TASK DIRECTIONS — Reproduce every one of the rows below verbatim, keeping each line, number, and punctuation mark unchanged.

DATA SUPPLIED —
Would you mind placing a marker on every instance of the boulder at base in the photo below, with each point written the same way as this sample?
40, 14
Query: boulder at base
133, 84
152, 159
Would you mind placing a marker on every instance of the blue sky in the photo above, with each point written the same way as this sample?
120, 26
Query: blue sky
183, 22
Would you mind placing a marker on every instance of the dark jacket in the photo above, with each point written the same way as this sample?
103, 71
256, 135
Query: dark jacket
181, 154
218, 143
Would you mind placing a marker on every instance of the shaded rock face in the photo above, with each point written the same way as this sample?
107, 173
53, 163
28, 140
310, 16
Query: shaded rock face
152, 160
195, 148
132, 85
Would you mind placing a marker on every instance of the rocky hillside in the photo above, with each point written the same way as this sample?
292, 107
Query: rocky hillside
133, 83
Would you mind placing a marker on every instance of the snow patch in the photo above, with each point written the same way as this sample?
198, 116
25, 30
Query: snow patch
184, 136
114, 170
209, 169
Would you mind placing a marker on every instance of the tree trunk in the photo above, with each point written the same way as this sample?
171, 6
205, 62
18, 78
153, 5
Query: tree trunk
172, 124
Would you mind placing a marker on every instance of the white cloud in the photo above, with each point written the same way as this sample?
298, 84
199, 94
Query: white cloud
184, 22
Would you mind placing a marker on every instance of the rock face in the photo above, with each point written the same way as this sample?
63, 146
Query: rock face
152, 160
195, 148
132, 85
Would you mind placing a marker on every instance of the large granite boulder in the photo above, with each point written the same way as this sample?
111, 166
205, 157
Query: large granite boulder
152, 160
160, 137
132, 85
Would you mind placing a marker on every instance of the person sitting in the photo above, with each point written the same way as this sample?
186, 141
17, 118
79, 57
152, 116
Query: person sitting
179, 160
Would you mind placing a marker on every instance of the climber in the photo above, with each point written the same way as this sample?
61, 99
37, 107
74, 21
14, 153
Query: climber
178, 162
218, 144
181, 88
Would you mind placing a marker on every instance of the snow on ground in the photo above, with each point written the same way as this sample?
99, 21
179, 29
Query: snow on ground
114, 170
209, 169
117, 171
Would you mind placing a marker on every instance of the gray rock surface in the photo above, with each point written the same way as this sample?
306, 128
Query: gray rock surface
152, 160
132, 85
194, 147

RESULT OF THE TASK —
Would you mind placing a marker on every instance of the boulder at base in the photo below, with each point written the same way as this sample?
40, 14
Query: boulder at base
133, 84
152, 159
Would you mind placing a marker on every instance of the blue sky in the photo above, with each point written the same way as this sample?
120, 26
Query: blue sky
183, 22
Would you mind placing a marker on every instance of the dark jacket in the photo above, with each point written the same way as this sample?
103, 71
256, 135
Query: dark jacket
181, 154
218, 143
Would you mind placing a marker on every instance of the shaded rock face in the photo above, with each point written the same way as this sample?
107, 173
53, 163
28, 140
310, 16
Query: shaded rock face
152, 160
195, 148
132, 85
Would you mind placing a marker on every instance of the rocky hillside in the photo above, with each point written the same way as this sample?
292, 107
Query: rocky hillside
133, 83
Would you mind placing a marker on every instance of the snow patch in the photo above, with each point written the same way as this sample?
198, 116
25, 30
Query: snow patch
184, 136
114, 170
209, 169
Would you mind placing a marker on every instance of the tree trunk in the photo above, with each point written the same way as this sample?
171, 6
205, 62
18, 78
153, 5
Query: tree trunk
172, 124
Would you mind placing a marker on every instance of the white cloud in the photo above, with each point written the same way as this sample?
298, 84
199, 94
Query: white cloud
184, 22
Would you mind placing a marker on every instance of the rock face in the photo above, with each point written the same way as this sample?
63, 146
Query: rock face
152, 160
195, 148
132, 85
Would you mind placing a marker on every instance of the large granite boulder in the photo above, with each point written the same way as this sample?
111, 166
205, 157
Query: large granite boulder
152, 160
160, 137
132, 85
Would you mind placing a marker on every instance of the person sitting in the photo above, with each point written the same way as this sample?
186, 141
17, 118
79, 57
152, 116
Query: person sitting
179, 160
Would you mind placing a marker on every instance of the climber in the photo above, with each point written the same way as this sample?
61, 99
37, 107
74, 21
14, 153
Query: climber
178, 162
218, 144
181, 88
Would you mind placing a marker on every instance of the snow on ground in the photo above, with each point written the same way as this sample?
99, 21
179, 29
Query: snow on ground
114, 170
209, 169
117, 171
Would you mind placing a marker on every instance of the gray rock surface in the photo above, with each point written the same way as this sample?
306, 128
Query: gray rock surface
152, 160
132, 85
194, 147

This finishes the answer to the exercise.